# INSTRUKSI YANG DIBERIKAN A
Kumpulkan setiap baris di bawah yang memuat kata "railing". Perbedaan huruf besar dan kecil diperhitungkan.

Tertawa di Dunia, Menangis di Kubur


PELITA MAJALENGKA
- Hari ini engkau tertawa. Bibirmu merekah, matamu menyipit bahagia, dadamu lapang. Tapi tahukah engkau… bisa jadi itu adalah tawa terakhirmu? Bisa jadi detik-detik setelah tawa itu, malaikat maut datang menyapa.

Hati-hati tertawa... Sebab terlalu banyak tertawa bisa mengeraskan hati. Membuat kita lupa bahwa dunia ini bukan tempat tinggal, hanya tempat singgah. Membuat kita lengah bahwa hidup ini bukan permainan, tapi ujian. Membuat kita lupa bahwa kematian tak pernah janji datang besok—ia bisa datang hari ini, bisa datang sekarang.

Tertawa itu tak dilarang. Tapi jika tawa membuatmu lupa Allah, membuatmu lalai dari amal, membuatmu jauh dari taubat—maka itu bukan lagi kenikmatan, tapi kelalaian yang menyesatkan.

Renungkan sejenak… berapa banyak waktu kita habiskan untuk tertawa, bercanda, menghibur diri… tapi lupa untuk menangis karena dosa?

Kapan terakhir kali engkau menangis karena merasa malu kepada Allah?

Kapan terakhir kali engkau gemetar memikirkan bahwa engkau bisa mati dalam keadaan belum sempat bertaubat?

Kita terlalu sering tertawa dengan mulut, tapi lupa menangis dengan hati. Padahal dosa-dosa sudah menumpuk. Amal shalih masih sedikit. Al-Qur’an jarang dibaca. Shalat sering ditunda. Sedekah berat sekali. Hati sering sombong. Lisan sering menyakiti. Tapi kita masih bisa tertawa… seakan-akan semua baik-baik saja.

Wahai diri… sadarlah!

Kuburan bukan tempat orang lucu. Kubur itu gelap, sempit, dingin. Tak ada teman, tak ada handphone, tak ada tawa. Yang ada hanya amal yang menemanimu. Dan jika amalmu sedikit, bagaimana engkau akan bertahan?

Bayangkan jika tawa yang kau lontarkan hari ini, menjadi tawa terakhirmu. Setelah itu, tubuhmu lemas. Orang-orang panik. Kau dibawa ke rumah sakit, atau mungkin langsung dimandikan. Dibalut kafan. Disalatkan. Dikubur. Dan sejak itu, dunia melupakanmu perlahan-lahan.

·       Apakah engkau siap?

·       Sudah cukupkah amalmu?

·       Sudah layakkah engkau menghadap Allah?

Atau justru malaikat akan berkata, “Wahai jiwa yang kotor, keluarlah menuju murka dan azab Allah.” Na’udzubillahi min dzalik.

# INSTRUKSI YANG DIBERIKAN B
Kutip sebagian renungan tentang tawa dan kubur di atas tanpa perubahan. Mulailah pada kata-kata yang memuat "Tertawa itu tak" dan berhentilah setelah "belum sempat bertaubat?".

# KUMPULAN BARIS
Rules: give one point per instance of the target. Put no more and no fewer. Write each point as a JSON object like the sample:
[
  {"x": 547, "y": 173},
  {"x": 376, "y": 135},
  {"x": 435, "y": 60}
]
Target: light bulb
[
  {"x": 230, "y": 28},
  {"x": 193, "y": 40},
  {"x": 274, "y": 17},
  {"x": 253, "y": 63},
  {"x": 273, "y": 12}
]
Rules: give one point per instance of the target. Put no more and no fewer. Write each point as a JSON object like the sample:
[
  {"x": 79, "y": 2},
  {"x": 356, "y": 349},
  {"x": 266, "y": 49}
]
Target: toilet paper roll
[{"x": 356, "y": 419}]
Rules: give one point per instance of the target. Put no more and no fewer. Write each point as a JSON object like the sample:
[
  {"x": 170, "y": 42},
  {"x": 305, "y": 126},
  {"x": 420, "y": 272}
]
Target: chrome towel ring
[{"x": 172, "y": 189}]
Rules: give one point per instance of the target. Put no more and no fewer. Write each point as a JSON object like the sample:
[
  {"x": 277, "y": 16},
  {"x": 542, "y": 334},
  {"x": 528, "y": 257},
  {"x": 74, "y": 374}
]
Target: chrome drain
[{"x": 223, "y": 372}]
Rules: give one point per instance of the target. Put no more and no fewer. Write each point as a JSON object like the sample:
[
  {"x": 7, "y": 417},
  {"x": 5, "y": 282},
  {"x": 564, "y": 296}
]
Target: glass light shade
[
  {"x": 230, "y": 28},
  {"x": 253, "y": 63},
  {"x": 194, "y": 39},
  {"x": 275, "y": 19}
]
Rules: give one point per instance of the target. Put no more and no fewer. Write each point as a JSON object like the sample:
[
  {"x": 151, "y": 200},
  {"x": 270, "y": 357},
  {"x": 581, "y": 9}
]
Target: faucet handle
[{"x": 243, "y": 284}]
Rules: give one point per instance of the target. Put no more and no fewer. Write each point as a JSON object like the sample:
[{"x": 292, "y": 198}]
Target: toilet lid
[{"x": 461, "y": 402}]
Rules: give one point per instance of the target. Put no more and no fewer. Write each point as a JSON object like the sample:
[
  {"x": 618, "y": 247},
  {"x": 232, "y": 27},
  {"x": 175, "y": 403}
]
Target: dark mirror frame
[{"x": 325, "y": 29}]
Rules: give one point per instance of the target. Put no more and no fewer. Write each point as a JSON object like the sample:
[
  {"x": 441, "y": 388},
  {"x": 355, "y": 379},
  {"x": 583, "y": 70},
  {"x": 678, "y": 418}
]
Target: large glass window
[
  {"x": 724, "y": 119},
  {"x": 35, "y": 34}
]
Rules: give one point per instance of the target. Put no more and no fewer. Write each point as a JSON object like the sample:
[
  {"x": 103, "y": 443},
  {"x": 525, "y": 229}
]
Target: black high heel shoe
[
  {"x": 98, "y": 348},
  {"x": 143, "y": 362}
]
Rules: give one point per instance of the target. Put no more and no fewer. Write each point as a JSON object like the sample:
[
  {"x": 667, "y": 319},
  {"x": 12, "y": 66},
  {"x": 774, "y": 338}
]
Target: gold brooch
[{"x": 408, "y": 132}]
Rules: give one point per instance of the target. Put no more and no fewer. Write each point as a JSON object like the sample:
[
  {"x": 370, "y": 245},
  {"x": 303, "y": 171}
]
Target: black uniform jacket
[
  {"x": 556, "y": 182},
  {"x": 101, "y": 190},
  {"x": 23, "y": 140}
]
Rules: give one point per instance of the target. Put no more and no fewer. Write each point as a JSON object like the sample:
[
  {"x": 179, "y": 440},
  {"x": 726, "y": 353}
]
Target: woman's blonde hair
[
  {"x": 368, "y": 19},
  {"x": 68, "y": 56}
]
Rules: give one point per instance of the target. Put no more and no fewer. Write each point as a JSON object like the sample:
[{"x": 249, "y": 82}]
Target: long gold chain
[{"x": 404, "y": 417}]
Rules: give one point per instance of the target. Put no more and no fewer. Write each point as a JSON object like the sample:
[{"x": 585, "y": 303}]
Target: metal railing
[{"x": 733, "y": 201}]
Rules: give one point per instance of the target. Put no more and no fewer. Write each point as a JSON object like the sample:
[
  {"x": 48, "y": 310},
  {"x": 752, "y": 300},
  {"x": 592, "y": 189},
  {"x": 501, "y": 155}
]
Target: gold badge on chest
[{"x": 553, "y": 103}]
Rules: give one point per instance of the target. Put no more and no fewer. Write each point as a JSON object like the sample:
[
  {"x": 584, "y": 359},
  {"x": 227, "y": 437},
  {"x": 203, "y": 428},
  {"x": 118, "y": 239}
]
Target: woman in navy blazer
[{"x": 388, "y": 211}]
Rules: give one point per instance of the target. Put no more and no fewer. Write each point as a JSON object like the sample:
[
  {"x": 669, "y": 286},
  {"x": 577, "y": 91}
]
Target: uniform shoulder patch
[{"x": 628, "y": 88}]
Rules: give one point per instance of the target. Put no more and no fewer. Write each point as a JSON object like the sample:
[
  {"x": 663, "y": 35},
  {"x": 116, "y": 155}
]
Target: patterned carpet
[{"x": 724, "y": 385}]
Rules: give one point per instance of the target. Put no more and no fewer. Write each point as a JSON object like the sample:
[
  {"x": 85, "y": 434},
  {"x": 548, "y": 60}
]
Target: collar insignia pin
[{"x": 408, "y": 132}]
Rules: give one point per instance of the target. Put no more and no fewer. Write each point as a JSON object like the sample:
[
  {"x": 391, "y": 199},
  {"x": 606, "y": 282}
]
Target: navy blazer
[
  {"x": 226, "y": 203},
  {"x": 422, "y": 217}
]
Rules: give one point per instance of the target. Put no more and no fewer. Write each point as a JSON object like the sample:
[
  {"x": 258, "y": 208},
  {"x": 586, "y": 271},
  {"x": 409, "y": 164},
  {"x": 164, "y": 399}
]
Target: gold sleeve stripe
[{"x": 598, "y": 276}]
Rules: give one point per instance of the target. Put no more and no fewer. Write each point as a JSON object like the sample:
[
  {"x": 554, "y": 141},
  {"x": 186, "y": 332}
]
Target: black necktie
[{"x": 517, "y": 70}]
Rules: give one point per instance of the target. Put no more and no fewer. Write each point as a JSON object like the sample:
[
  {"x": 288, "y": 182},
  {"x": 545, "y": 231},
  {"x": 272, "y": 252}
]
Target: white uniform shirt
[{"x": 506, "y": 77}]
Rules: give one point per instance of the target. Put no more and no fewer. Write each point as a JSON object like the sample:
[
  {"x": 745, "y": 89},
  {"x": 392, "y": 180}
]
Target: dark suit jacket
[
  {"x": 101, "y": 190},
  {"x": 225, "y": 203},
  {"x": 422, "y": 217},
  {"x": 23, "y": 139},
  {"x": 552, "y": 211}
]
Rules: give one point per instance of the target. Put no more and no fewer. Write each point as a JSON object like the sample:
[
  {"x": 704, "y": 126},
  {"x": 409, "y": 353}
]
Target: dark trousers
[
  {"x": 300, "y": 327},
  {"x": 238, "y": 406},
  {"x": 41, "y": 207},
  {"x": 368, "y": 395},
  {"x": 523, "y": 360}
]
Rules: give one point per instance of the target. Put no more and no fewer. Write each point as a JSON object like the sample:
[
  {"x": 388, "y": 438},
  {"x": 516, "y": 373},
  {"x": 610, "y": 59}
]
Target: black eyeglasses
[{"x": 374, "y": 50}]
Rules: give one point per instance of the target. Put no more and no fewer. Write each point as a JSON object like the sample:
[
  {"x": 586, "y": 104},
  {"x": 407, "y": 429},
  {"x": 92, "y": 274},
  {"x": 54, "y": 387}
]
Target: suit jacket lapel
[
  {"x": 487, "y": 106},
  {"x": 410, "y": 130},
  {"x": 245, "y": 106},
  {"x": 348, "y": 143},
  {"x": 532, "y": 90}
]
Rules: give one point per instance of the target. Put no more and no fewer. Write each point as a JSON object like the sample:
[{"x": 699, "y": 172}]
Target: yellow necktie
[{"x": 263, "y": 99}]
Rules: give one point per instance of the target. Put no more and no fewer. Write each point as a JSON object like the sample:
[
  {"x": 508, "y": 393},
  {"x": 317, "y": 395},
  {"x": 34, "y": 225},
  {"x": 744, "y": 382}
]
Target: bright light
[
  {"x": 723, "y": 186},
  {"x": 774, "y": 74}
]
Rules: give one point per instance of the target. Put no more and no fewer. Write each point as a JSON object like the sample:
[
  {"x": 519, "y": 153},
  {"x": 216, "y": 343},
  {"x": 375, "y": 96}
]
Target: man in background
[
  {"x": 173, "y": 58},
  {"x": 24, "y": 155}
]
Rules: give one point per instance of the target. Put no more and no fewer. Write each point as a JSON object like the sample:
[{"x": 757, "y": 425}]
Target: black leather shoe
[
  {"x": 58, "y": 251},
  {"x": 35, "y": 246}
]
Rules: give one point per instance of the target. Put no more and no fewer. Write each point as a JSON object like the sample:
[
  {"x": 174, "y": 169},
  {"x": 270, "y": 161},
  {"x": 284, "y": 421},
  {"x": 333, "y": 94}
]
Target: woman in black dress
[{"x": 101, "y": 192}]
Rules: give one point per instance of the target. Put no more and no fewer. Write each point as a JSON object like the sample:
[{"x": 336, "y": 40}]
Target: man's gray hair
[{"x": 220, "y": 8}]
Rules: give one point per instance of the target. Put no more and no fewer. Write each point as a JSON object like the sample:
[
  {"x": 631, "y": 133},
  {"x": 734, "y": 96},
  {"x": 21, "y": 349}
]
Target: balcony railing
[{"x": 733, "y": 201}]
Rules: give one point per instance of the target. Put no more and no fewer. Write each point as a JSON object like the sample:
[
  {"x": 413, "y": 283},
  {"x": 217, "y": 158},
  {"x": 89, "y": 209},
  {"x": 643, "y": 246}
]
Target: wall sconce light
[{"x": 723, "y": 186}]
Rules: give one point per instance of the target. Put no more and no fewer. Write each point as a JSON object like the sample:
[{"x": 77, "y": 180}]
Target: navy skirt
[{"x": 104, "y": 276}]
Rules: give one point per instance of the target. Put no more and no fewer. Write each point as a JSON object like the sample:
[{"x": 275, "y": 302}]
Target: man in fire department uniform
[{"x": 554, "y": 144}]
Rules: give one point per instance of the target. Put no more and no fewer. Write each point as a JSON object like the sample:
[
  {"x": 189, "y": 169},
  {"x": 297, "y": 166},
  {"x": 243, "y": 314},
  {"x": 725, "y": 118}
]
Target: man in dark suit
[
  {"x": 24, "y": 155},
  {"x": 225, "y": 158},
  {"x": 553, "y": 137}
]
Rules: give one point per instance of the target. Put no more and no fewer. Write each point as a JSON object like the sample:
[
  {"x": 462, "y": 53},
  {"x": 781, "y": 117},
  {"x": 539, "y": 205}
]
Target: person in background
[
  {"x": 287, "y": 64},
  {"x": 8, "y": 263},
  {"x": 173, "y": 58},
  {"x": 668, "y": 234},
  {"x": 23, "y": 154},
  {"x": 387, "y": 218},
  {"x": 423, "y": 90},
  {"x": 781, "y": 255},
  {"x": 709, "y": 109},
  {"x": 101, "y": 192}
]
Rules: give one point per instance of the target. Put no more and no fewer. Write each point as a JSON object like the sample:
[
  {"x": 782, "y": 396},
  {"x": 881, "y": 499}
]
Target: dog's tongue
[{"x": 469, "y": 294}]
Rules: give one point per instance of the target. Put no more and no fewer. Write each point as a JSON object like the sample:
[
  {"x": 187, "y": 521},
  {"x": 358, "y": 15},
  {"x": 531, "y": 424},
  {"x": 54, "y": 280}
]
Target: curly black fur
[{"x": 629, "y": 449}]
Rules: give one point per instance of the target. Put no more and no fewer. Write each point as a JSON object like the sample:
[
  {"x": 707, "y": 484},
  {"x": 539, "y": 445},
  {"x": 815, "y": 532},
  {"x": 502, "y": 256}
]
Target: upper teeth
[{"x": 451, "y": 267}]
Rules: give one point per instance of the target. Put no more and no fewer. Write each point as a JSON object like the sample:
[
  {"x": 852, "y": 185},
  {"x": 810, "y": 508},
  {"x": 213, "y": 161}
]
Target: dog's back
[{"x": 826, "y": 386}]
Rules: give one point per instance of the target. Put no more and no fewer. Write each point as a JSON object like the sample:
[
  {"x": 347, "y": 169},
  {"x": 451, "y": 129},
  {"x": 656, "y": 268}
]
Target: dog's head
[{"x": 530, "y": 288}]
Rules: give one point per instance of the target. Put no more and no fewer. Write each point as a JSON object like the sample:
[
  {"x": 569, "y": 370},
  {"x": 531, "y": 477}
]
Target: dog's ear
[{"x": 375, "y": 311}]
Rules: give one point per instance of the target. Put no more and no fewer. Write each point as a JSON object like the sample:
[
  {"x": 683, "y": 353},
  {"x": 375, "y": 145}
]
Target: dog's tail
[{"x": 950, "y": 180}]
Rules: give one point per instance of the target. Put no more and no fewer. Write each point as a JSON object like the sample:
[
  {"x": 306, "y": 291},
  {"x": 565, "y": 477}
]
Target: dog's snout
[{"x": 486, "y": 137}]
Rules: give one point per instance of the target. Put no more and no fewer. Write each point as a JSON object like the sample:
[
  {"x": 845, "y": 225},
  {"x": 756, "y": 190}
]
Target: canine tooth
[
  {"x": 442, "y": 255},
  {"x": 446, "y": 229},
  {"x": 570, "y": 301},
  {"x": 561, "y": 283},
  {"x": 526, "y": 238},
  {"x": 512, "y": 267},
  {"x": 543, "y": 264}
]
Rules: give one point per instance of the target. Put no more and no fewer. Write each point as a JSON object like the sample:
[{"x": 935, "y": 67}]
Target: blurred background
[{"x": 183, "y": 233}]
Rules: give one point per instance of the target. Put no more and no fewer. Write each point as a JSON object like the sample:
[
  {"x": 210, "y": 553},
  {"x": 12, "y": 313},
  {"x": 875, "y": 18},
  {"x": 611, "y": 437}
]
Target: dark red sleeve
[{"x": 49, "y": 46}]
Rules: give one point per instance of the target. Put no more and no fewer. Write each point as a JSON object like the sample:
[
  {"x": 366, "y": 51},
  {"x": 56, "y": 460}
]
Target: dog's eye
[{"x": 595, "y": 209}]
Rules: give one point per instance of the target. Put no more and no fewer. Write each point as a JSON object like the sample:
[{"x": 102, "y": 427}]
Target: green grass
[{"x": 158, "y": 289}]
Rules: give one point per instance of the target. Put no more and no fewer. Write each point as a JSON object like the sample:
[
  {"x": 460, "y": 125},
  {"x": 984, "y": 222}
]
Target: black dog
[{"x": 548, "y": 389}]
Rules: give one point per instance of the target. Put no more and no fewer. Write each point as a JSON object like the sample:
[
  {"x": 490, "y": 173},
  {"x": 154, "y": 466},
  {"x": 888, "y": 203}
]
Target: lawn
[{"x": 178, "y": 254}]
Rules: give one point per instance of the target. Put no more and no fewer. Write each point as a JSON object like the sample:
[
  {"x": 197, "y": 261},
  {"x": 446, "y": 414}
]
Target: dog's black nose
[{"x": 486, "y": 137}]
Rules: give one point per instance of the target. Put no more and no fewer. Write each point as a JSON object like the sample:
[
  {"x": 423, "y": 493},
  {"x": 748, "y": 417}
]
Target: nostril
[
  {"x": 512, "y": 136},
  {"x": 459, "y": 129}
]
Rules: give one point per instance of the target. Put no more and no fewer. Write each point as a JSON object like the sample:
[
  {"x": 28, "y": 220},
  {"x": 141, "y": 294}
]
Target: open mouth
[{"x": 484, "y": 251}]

# JAWABAN A
Target: metal railing
Target: balcony railing

# JAWABAN B
Tertawa itu tak dilarang. Tapi jika tawa membuatmu lupa Allah, membuatmu lalai dari amal, membuatmu jauh dari taubat—maka itu bukan lagi kenikmatan, tapi kelalaian yang menyesatkan.

Renungkan sejenak… berapa banyak waktu kita habiskan untuk tertawa, bercanda, menghibur diri… tapi lupa untuk menangis karena dosa?

Kapan terakhir kali engkau menangis karena merasa malu kepada Allah?

Kapan terakhir kali engkau gemetar memikirkan bahwa engkau bisa mati dalam keadaan belum sempat bertaubat?